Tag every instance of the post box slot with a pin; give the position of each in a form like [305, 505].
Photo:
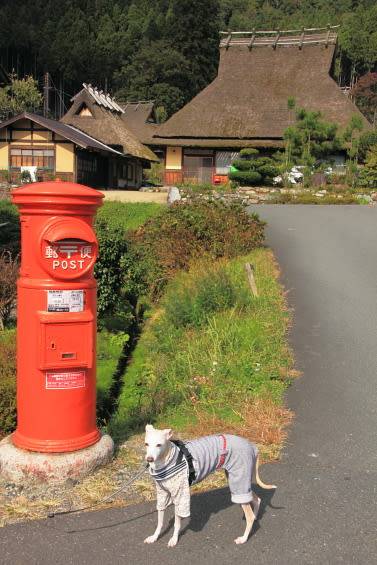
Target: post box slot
[68, 355]
[66, 341]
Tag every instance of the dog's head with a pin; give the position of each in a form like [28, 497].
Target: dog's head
[156, 443]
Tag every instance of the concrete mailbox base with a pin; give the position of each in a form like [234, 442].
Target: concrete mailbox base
[18, 465]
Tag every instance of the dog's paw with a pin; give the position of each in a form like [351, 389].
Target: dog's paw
[240, 540]
[172, 542]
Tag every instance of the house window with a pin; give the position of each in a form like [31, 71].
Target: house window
[29, 157]
[224, 159]
[130, 171]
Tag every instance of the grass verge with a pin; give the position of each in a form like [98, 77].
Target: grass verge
[128, 216]
[213, 357]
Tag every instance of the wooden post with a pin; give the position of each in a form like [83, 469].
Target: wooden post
[250, 276]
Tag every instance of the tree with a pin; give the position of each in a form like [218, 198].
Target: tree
[251, 169]
[21, 95]
[368, 176]
[157, 72]
[311, 137]
[351, 138]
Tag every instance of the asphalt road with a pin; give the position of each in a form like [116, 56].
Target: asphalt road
[324, 511]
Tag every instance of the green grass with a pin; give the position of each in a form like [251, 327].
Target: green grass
[109, 350]
[311, 198]
[128, 216]
[203, 354]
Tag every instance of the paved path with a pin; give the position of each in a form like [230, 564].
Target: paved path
[324, 511]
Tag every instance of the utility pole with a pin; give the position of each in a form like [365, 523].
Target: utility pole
[46, 94]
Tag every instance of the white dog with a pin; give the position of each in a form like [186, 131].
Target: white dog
[176, 465]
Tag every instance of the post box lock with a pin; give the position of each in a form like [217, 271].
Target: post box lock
[68, 248]
[65, 341]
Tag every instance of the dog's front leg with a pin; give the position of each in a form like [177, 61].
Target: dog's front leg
[160, 523]
[177, 527]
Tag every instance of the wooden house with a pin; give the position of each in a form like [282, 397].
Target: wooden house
[101, 117]
[247, 103]
[55, 150]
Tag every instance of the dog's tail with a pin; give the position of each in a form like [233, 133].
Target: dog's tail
[258, 480]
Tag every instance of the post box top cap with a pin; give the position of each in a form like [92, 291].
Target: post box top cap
[57, 188]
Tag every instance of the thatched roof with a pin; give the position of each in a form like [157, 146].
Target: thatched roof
[140, 118]
[246, 104]
[68, 132]
[105, 123]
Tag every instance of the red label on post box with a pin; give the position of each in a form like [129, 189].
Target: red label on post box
[66, 380]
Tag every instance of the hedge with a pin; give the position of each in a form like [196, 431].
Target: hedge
[246, 177]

________________

Task to complete
Restate the data word for word while omitting each picture.

Exercise result
Tag every instance of the post box slot with a pin; give the position of each in a form like [305, 505].
Photo:
Target: post box slot
[68, 355]
[66, 341]
Tag every instance of the dog's head with a pin; give the position of each in a form like [28, 497].
Target: dog's head
[156, 443]
Tag every instance of the concrete mailbox base with a pin; give the position of each in a form like [234, 442].
Target: concrete mailbox base
[18, 465]
Tag every instance of the dog's paw with a pin; give the position of each in a form like [351, 389].
Target: dog's paw
[240, 540]
[172, 542]
Tag every instance of the house window with a pin; give the position of each in a form like [31, 71].
Target: house window
[29, 157]
[224, 159]
[130, 171]
Tag every instance of the grass verge with a pin; give the position of each in a form like [98, 77].
Target: grass verge
[128, 216]
[213, 357]
Tag every instance of the wooden post with a pin; give the position of each in a form like [83, 469].
Target: wooden post
[250, 276]
Tag every instance of the tree with a pin; give the position of each in a form like [218, 198].
Target: tree
[251, 169]
[21, 95]
[368, 176]
[157, 72]
[311, 137]
[351, 138]
Tag every instance of the asphalt road with a pin; give the position of each in a form like [116, 56].
Target: asphalt road
[324, 511]
Tag every instance of the green grass with a pin; give the position of each in a form like [251, 327].
Target: green grass
[109, 350]
[311, 198]
[128, 216]
[203, 354]
Tag every instance of the paved path with a pin; give the position of each in a form like [230, 564].
Target: paved path
[324, 511]
Tag every instance of the utility pole with a pin; give the position of each in a form like [365, 523].
Target: utility pole
[46, 94]
Tag every instance of the white dog with a pin; give the position of each in a form like [186, 131].
Target: white dog
[176, 465]
Tag every instance of the post box lock with a pin; give the position of each in a form like [217, 271].
Target: post box lock
[68, 248]
[65, 341]
Tag every instance of the dog's front leg with a pin; give the position of each in a form like [177, 61].
Target: dog's front leg
[160, 523]
[177, 527]
Tag every instance of the wooden house with a pin; give the position of each in a form like [282, 397].
Target: wooden house
[101, 117]
[247, 103]
[55, 150]
Tag every instance of the dog's tail with a pin; give the position of each in a form like [233, 133].
Target: dog's tail
[258, 480]
Tag every instance of the post box top cap with a pin; give the position of each in a form like [92, 291].
Target: post box top cap
[57, 188]
Tag every instance of the thatched roof with a pin; give the position of each in a form like [157, 146].
Target: thatched roof
[140, 118]
[246, 104]
[68, 132]
[105, 123]
Tag every instance of the red label on post box with a pin; give the position of each in a form like [129, 189].
Target: red label on post box
[66, 380]
Tag every instance of the hedge with a pin; give the position of each in a form like [196, 431].
Target: hedge
[246, 177]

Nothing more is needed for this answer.